* Dataset records *
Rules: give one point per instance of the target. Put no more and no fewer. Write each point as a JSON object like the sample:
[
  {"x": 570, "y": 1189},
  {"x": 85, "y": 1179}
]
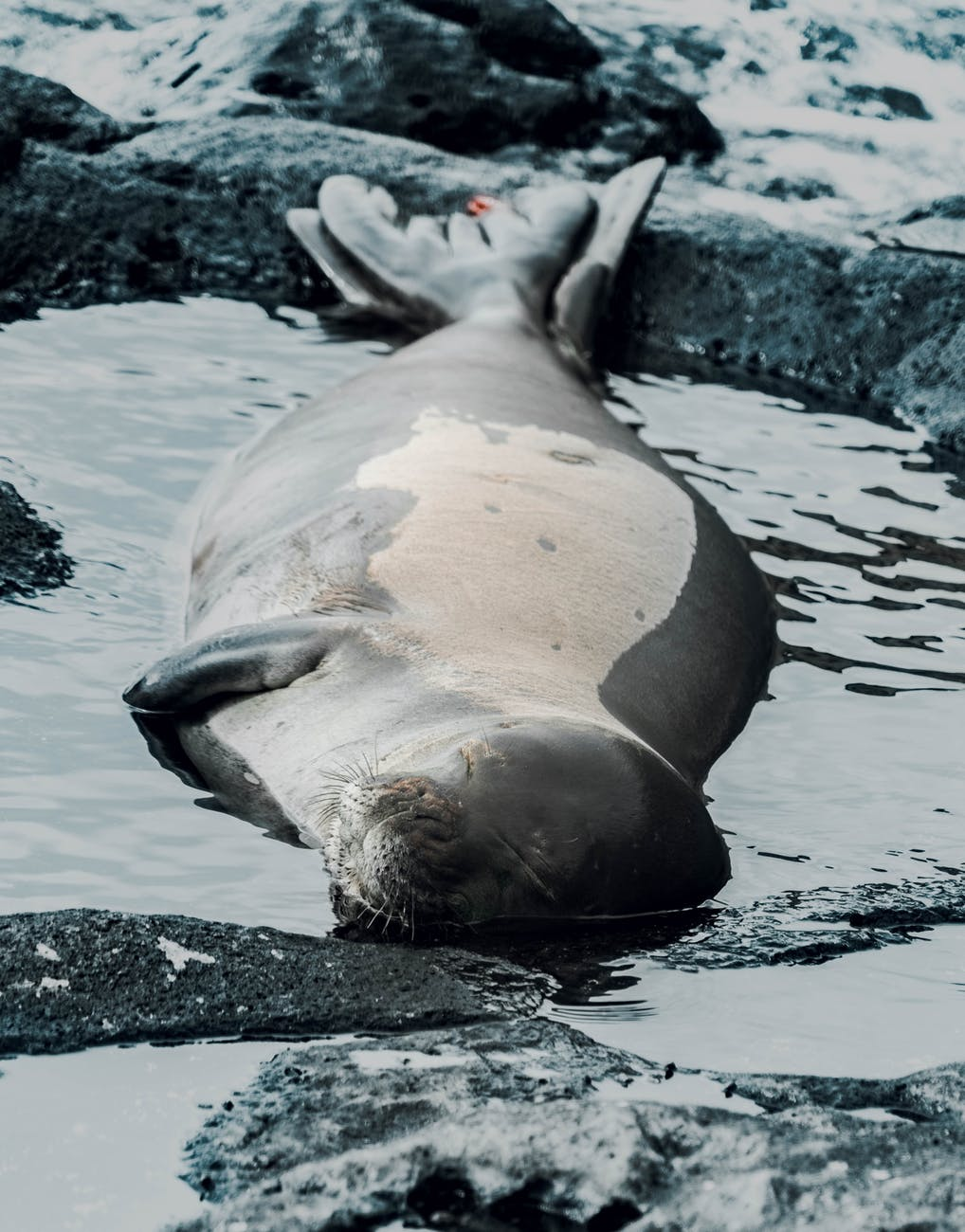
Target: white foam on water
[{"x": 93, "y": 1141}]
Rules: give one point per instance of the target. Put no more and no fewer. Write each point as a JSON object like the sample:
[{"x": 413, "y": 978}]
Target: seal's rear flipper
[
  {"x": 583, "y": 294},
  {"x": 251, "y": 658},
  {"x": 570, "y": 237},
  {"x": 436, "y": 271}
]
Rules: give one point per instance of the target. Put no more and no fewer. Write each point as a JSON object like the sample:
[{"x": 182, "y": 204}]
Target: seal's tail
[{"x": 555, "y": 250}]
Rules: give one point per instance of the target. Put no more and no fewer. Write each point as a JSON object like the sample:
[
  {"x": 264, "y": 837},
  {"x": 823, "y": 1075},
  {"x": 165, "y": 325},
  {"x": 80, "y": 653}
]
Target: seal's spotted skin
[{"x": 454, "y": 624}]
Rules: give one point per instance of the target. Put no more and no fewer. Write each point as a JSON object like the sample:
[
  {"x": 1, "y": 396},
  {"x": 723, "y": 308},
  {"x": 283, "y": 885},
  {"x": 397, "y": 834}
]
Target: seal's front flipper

* Work required *
Word for word, set down each record shown above, omitting the pictures.

* Result of the exercise *
Rules: give one point per instance of the target. Put no more and no fewer. Write each point as a JSON object like the sample:
[
  {"x": 570, "y": 1189},
  {"x": 85, "y": 1179}
]
Target: white foam on water
[{"x": 93, "y": 1141}]
Rules: give one point per instance of the target. Put no more and no fewer. Write each point as a JSON object like the sample:
[{"x": 413, "y": 978}]
Target: seal's rear flipper
[
  {"x": 583, "y": 294},
  {"x": 251, "y": 658},
  {"x": 570, "y": 237},
  {"x": 436, "y": 271}
]
Rules: give one point per instance of the target. Put no more and no fewer. Write each point as a JSON object like the sample:
[{"x": 182, "y": 204}]
Target: seal's tail
[{"x": 555, "y": 250}]
Rules: give one point per instance of the target. Put no more and no fewer. Write each point as a JSON object like the sample:
[
  {"x": 264, "y": 837},
  {"x": 823, "y": 1075},
  {"x": 165, "y": 325},
  {"x": 80, "y": 653}
]
Target: seal's spotted skin
[{"x": 454, "y": 624}]
Rules: give one point per instance of the target. Put no more and no fewer. Write each point as a JSON object like the sample:
[
  {"x": 1, "y": 396},
  {"x": 723, "y": 308},
  {"x": 283, "y": 885},
  {"x": 397, "y": 834}
]
Target: seal's front flipper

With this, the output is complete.